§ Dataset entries
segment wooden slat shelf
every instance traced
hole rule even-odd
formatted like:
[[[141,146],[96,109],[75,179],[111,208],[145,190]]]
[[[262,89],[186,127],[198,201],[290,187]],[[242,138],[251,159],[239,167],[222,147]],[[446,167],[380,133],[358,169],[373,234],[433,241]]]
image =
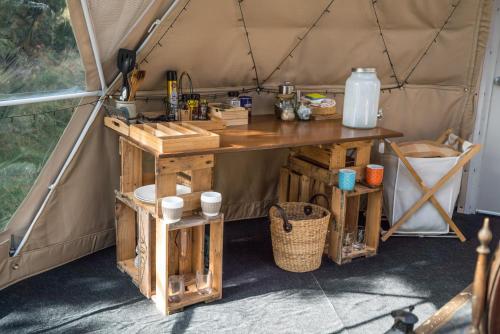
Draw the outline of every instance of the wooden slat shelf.
[[[148,204],[138,200],[137,198],[135,198],[134,193],[121,193],[119,191],[115,191],[115,194],[118,200],[120,200],[123,204],[127,205],[134,211],[138,211],[138,208],[141,208],[143,210],[146,210],[146,212],[149,213],[153,218],[158,218],[155,212],[155,206],[153,204]],[[222,214],[219,214],[215,217],[207,217],[200,213],[199,215],[182,217],[180,221],[167,225],[169,231],[176,231],[183,228],[207,225],[213,221],[219,221],[221,219],[224,219]]]
[[[377,250],[373,247],[366,246],[364,249],[352,250],[349,254],[342,256],[342,263],[350,262],[357,257],[365,256],[370,257],[377,254]]]
[[[117,266],[121,272],[124,272],[130,276],[132,282],[135,285],[138,285],[139,269],[135,267],[134,259],[119,261],[117,263]],[[184,285],[186,287],[186,291],[184,292],[182,299],[177,303],[169,303],[169,313],[183,309],[184,307],[192,304],[208,302],[220,298],[219,291],[217,291],[216,289],[213,289],[210,294],[198,294],[198,290],[196,289],[196,275],[194,273],[184,274]],[[154,290],[151,299],[156,302],[156,291]]]
[[[154,294],[151,299],[156,303],[156,294]],[[206,295],[198,294],[198,291],[186,291],[184,292],[184,296],[177,303],[168,303],[168,313],[174,313],[176,311],[182,310],[186,306],[190,306],[193,304],[198,304],[202,302],[210,302],[213,300],[220,299],[220,293],[216,289],[212,290],[212,293]]]
[[[219,214],[216,217],[206,217],[206,216],[203,216],[201,214],[194,215],[194,216],[188,216],[188,217],[182,217],[182,219],[180,221],[178,221],[176,223],[168,224],[168,230],[169,231],[176,231],[176,230],[181,230],[183,228],[207,225],[213,221],[219,221],[221,219],[224,219],[222,214]]]
[[[377,191],[382,190],[382,187],[368,187],[360,183],[356,183],[356,186],[354,187],[353,191],[348,191],[347,192],[347,197],[353,197],[353,196],[360,196],[364,194],[370,194],[370,193],[375,193]]]
[[[133,192],[122,193],[118,190],[115,190],[115,195],[118,200],[120,200],[123,204],[127,205],[134,211],[138,211],[138,208],[141,208],[143,210],[146,210],[147,213],[156,218],[155,205],[139,201],[137,198],[135,198]]]

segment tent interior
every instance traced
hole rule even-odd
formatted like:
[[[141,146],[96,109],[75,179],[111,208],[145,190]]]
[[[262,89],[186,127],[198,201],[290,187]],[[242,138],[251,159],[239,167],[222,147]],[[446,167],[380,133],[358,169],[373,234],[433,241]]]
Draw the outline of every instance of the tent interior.
[[[234,90],[249,95],[252,115],[265,115],[286,81],[334,96],[342,110],[351,69],[373,67],[378,126],[403,133],[396,142],[446,129],[474,141],[495,12],[490,0],[68,0],[85,91],[99,94],[79,101],[0,230],[2,332],[378,333],[392,325],[392,310],[410,306],[421,324],[472,282],[483,216],[455,213],[463,243],[394,237],[373,258],[337,266],[324,257],[312,273],[285,272],[274,265],[266,217],[288,148],[216,155],[224,297],[160,315],[115,266],[121,162],[104,117],[122,82],[116,59],[121,48],[137,52],[143,112],[165,110],[168,70],[188,72],[210,101]],[[372,149],[374,161],[378,154]],[[470,213],[469,174],[466,166],[459,212]],[[499,224],[491,219],[491,245]]]

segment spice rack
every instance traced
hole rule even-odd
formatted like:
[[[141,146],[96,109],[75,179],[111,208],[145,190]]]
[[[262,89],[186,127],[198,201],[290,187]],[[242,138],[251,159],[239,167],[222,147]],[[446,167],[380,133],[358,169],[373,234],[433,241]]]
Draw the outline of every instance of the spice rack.
[[[382,213],[382,187],[370,188],[361,183],[366,166],[370,163],[373,142],[356,141],[334,145],[304,146],[292,149],[288,165],[281,169],[279,201],[308,201],[316,193],[325,193],[330,203],[332,220],[325,243],[325,254],[337,264],[350,262],[356,257],[369,257],[377,253]],[[336,187],[340,169],[356,171],[356,187],[352,192]],[[361,198],[367,197],[366,247],[343,256],[342,245],[346,232],[358,227]]]
[[[108,124],[112,123],[111,121],[113,120],[108,120]],[[112,125],[116,126],[115,123]],[[161,127],[159,129],[157,124],[147,124],[147,126],[155,131],[168,132]],[[201,193],[212,189],[214,156],[168,157],[164,154],[166,153],[163,149],[164,146],[146,144],[144,141],[138,140],[138,137],[132,138],[134,127],[136,126],[130,126],[129,136],[123,135],[125,133],[124,126],[119,127],[120,131],[114,129],[122,134],[119,138],[120,190],[116,191],[118,268],[131,277],[141,293],[147,298],[151,298],[163,314],[171,314],[192,304],[222,298],[224,216],[220,214],[217,217],[207,218],[199,213],[201,211]],[[175,131],[182,131],[175,126],[168,125],[168,127]],[[187,126],[186,128],[199,133],[192,127]],[[151,135],[163,137],[161,138],[163,141],[173,139],[169,135],[160,134],[158,136],[158,133],[149,129],[146,131]],[[204,137],[206,139],[212,137],[206,132],[208,131],[201,131],[200,136],[192,133],[183,133],[183,135],[187,135],[184,137],[186,141],[190,138]],[[195,148],[193,147],[193,149]],[[147,173],[145,169],[143,163],[145,155],[154,159],[152,175],[149,175],[150,173]],[[144,203],[134,197],[135,189],[152,182],[155,184],[156,203]],[[166,196],[175,196],[178,183],[189,185],[191,193],[179,195],[184,199],[182,219],[177,223],[165,224],[162,220],[161,199]],[[210,230],[209,248],[207,249],[208,263],[205,262],[205,230],[207,225]],[[134,264],[136,248],[140,257],[138,267]],[[212,292],[198,294],[195,274],[205,267],[208,267],[212,272]],[[168,281],[171,275],[184,276],[186,289],[178,302],[168,300]]]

§ AIM OF THE TASK
All of the records above should be reproduced exactly, with the pictures left out.

§ RESPONSE AREA
segment wooden slat shelf
every instance traced
hole rule even-odd
formatted like:
[[[141,146],[96,109],[75,179],[111,208],[145,190]]]
[[[262,89],[186,127],[198,201],[290,187]],[[242,138],[251,159],[239,167],[222,147]],[[446,167],[380,133],[358,169],[373,234],[433,241]]]
image =
Draw the outline of every instance of the wooden slat shelf.
[[[148,204],[138,200],[137,198],[135,198],[134,193],[121,193],[119,191],[115,191],[115,194],[118,200],[120,200],[123,204],[127,205],[134,211],[138,211],[138,208],[141,208],[143,210],[146,210],[146,212],[149,213],[153,218],[158,218],[155,212],[155,206],[153,204]],[[222,214],[219,214],[215,217],[207,217],[200,213],[199,215],[182,217],[180,221],[167,225],[169,231],[176,231],[183,228],[207,225],[213,221],[219,221],[221,219],[224,219]]]
[[[377,250],[373,247],[366,246],[364,249],[352,250],[349,254],[342,256],[342,263],[350,262],[357,257],[365,256],[370,257],[377,254]]]
[[[117,266],[121,272],[124,272],[130,276],[132,282],[135,285],[138,285],[139,269],[135,267],[134,259],[119,261],[117,263]],[[184,285],[186,287],[186,291],[184,292],[182,299],[177,303],[169,303],[169,313],[183,309],[184,307],[192,304],[208,302],[220,298],[219,291],[217,291],[216,289],[213,289],[210,294],[198,294],[198,290],[196,289],[196,275],[194,273],[184,274]],[[154,290],[151,299],[156,302],[156,291]]]
[[[154,294],[151,299],[156,303],[156,294]],[[206,295],[198,294],[198,291],[186,291],[184,292],[184,296],[177,303],[168,303],[168,313],[174,313],[176,311],[182,310],[186,306],[190,306],[193,304],[198,304],[202,302],[210,302],[213,300],[220,299],[220,293],[216,289],[212,290],[212,293]]]
[[[219,214],[216,217],[206,217],[206,216],[203,216],[201,214],[194,215],[194,216],[188,216],[188,217],[182,217],[182,219],[180,221],[178,221],[176,223],[168,224],[168,230],[169,231],[176,231],[176,230],[181,230],[183,228],[207,225],[213,221],[219,221],[221,219],[224,219],[222,214]]]
[[[377,191],[382,190],[382,187],[368,187],[360,183],[356,183],[356,186],[354,187],[353,191],[348,191],[347,192],[347,197],[353,197],[353,196],[360,196],[364,194],[370,194],[370,193],[375,193]]]
[[[133,192],[122,193],[118,190],[115,190],[115,195],[118,200],[120,200],[123,204],[127,205],[134,211],[138,211],[138,208],[141,208],[143,210],[146,210],[147,213],[156,218],[155,205],[139,201],[137,198],[135,198]]]

segment tent interior
every instance traced
hole rule even-odd
formatted like:
[[[141,146],[96,109],[75,179],[111,208],[145,190]]]
[[[262,89],[186,127],[198,201],[290,187]],[[242,138],[251,159],[239,167],[222,147]],[[446,167],[380,133],[358,169],[373,234],[433,241]]]
Draw the outline of every instance of the tent interior.
[[[234,90],[249,95],[252,115],[265,115],[286,81],[334,96],[342,110],[351,69],[373,67],[378,126],[403,133],[396,142],[446,129],[474,141],[495,12],[490,0],[68,0],[85,91],[99,94],[79,101],[0,230],[2,332],[378,333],[392,325],[392,310],[410,306],[421,324],[472,282],[483,216],[455,213],[463,243],[394,237],[373,258],[337,266],[324,257],[312,273],[285,272],[274,265],[266,217],[288,148],[216,155],[224,297],[160,315],[115,266],[121,162],[104,117],[122,82],[116,59],[121,48],[137,52],[143,112],[165,110],[168,70],[188,72],[210,101]],[[372,149],[374,161],[378,154]],[[470,213],[469,174],[466,166],[459,212]],[[499,224],[491,219],[491,245]]]

segment spice rack
every instance traced
hole rule even-odd
formatted like:
[[[141,146],[96,109],[75,179],[111,208],[145,190]]]
[[[262,89],[186,127],[198,201],[290,187]],[[242,138],[251,159],[239,167],[222,147]],[[446,167],[380,133],[358,169],[373,234],[433,241]]]
Draw the outline of every instance of the spice rack.
[[[382,213],[382,187],[370,188],[361,183],[366,166],[370,163],[373,142],[356,141],[334,145],[304,146],[292,149],[288,165],[281,169],[279,201],[308,201],[316,193],[325,193],[330,203],[332,220],[325,243],[325,254],[337,264],[350,262],[356,257],[369,257],[377,253]],[[336,187],[340,169],[356,171],[356,187],[352,192]],[[361,198],[367,197],[366,247],[343,256],[342,245],[346,232],[358,227]]]
[[[108,124],[112,123],[111,121],[113,120],[108,120]],[[112,125],[116,126],[115,123]],[[161,127],[159,129],[157,124],[147,124],[147,126],[155,131],[168,132]],[[201,193],[212,189],[214,156],[168,157],[164,154],[166,153],[163,149],[164,146],[146,144],[144,141],[138,140],[138,137],[132,138],[134,127],[136,126],[130,126],[129,136],[123,135],[125,133],[124,126],[119,127],[120,131],[114,129],[122,134],[119,138],[120,190],[116,191],[118,268],[131,277],[141,293],[147,298],[151,298],[163,314],[171,314],[192,304],[222,298],[224,216],[220,214],[217,217],[207,218],[199,213],[201,211]],[[175,131],[182,131],[175,126],[168,125],[168,127]],[[187,126],[186,128],[199,133],[192,127]],[[151,135],[163,137],[161,138],[163,141],[173,139],[169,135],[160,134],[158,136],[158,133],[149,129],[146,131]],[[204,137],[206,139],[212,137],[206,132],[208,131],[201,131],[200,136],[192,133],[183,133],[183,135],[187,135],[184,137],[186,141],[190,138]],[[195,148],[193,147],[193,149]],[[147,173],[145,169],[143,163],[145,155],[154,159],[152,175],[149,175],[150,173]],[[144,203],[134,197],[135,189],[152,182],[155,184],[156,203]],[[166,196],[175,196],[178,183],[189,185],[191,193],[179,195],[184,199],[182,219],[177,223],[165,224],[162,220],[161,199]],[[210,230],[209,248],[207,249],[208,263],[205,262],[205,230],[207,225]],[[134,264],[136,248],[140,257],[138,267]],[[212,292],[198,294],[195,274],[205,267],[208,267],[212,272]],[[168,281],[171,275],[184,276],[186,289],[178,302],[168,300]]]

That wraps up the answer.